# Task prompt
Leave no picture in, and give every entry again exactly.

(Natural language region descriptions)
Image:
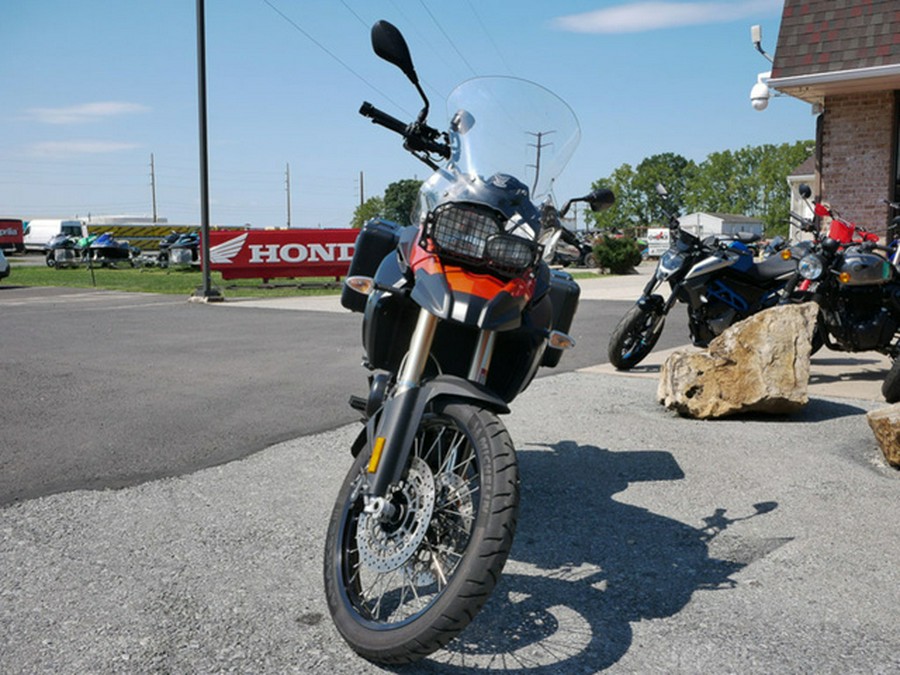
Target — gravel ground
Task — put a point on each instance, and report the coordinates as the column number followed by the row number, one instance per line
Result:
column 646, row 543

# Response
Image:
Target — gravel ground
Task — put a point on each instance, and report the coordinates as the column number followed by the row number, one instance per line
Result:
column 646, row 543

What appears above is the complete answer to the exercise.